- [GIVEN TEXT]
# Documents to ne notarized ?



## chakradhard (Aug 5, 2014)

Read subject as 'Document to be* notarized'


I've noticed a hot debate on another forum regarding this subject. Few say all photocopies have to be notarized. Others say only those which are not in english/french (or) those docs for which there are no originals available (eg: experience letter not issued by company etc) should be notarized. 

Can someone please clarify.. Thanks


----------



## xxxxxxxxxxxxxsssagi (May 21, 2013)

chakradhard said:


> Read subject as 'Document to be* notarized'
> 
> 
> I've noticed a hot debate on another forum regarding this subject. Few say all photocopies have to be notarized. Others say only those which are not in english/french (or) those docs for which there are no originals available (eg: experience letter not issued by company etc) should be notarized.
> ...


The application guide clearly mentions about sending certified copies for translation of documents which are not in English or French language and nowhere else is it mentioned. Therefore, notarization is not mandatory for documents in English or French.

Hundreds of applicants have got PER without notarization. Below is the extract from CIC instruction guide.

________________________________________________________________
Translation of documents

Any document that is not in English or French must be accompanied by:

the English or French translation; and
an affidavit from the person who completed the translation; and
a certified copy of the original document


----------



## chakradhard (Aug 5, 2014)

Certified true copies is a separate section given there.. It didn't have any specific reference to language translation. Hence my doubt.

If many have got PERs without notarized photocopies, then I don't see any issue


----------



## fromblr (May 29, 2013)

i do not see any documents which says notary is mandatory


----------



## chakradhard (Aug 5, 2014)

Thq


----------

- [COMPLETE THE FOLLOWING]
[1] In the notarization thread, what must accompany any document that is not in English or French?
[2] Does each statement agree with the notarization thread? Give yes or no for each, quoting the words that decide it.
(a) A reply says hundreds of applicants got PER without notarization.
(b) The post from fromblr says notary is mandatory.
(c) chakradhard says the certified true copies section specifically refers to language translation.
The lines that come next aren't needed for anything here.

- [DATA PROVIDED]

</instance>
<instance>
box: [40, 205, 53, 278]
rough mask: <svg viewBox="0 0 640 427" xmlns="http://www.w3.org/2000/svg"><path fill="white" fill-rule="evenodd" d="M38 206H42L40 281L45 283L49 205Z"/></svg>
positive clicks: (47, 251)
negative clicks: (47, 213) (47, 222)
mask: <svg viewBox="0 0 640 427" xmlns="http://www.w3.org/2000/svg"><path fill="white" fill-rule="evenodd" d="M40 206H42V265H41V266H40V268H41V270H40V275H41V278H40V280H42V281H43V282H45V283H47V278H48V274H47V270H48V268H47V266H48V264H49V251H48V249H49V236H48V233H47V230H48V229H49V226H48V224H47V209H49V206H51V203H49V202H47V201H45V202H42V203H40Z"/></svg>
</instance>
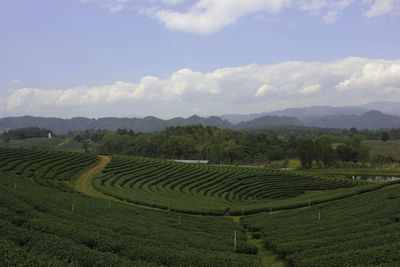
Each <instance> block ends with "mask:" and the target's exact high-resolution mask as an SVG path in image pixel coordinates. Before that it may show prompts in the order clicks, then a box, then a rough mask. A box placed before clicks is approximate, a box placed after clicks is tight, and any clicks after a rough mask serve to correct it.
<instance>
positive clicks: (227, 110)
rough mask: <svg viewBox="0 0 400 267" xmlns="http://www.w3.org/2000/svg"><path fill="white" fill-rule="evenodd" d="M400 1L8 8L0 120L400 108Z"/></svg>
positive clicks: (97, 4)
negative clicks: (44, 116) (345, 105)
mask: <svg viewBox="0 0 400 267" xmlns="http://www.w3.org/2000/svg"><path fill="white" fill-rule="evenodd" d="M399 29H400V1H397V0H330V1H327V0H247V1H239V0H195V1H188V0H186V1H185V0H136V1H134V0H58V1H54V0H35V1H32V0H0V36H1V39H0V40H1V42H0V104H1V106H0V117H3V116H17V115H40V116H57V117H65V118H69V117H73V116H88V117H103V116H119V117H122V116H147V115H154V116H159V117H163V118H170V117H174V116H189V115H191V114H194V113H196V114H199V115H202V116H207V115H218V114H224V113H242V114H245V113H251V112H264V111H270V110H277V109H283V108H287V107H297V106H307V105H334V106H341V105H357V104H364V103H366V102H370V101H399V102H400V49H399V44H400V30H399Z"/></svg>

- [EXERCISE RESPONSES]
[1] It must be accompanied by the English or French translation, an affidavit from the person who completed the translation, and a certified copy of the original document.

[2]
(a) Yes: "Hundreds of applicants have got PER without notarization."
(b) No: "i do not see any documents which says notary is mandatory"
(c) No: "It didn't have any specific reference to language translation."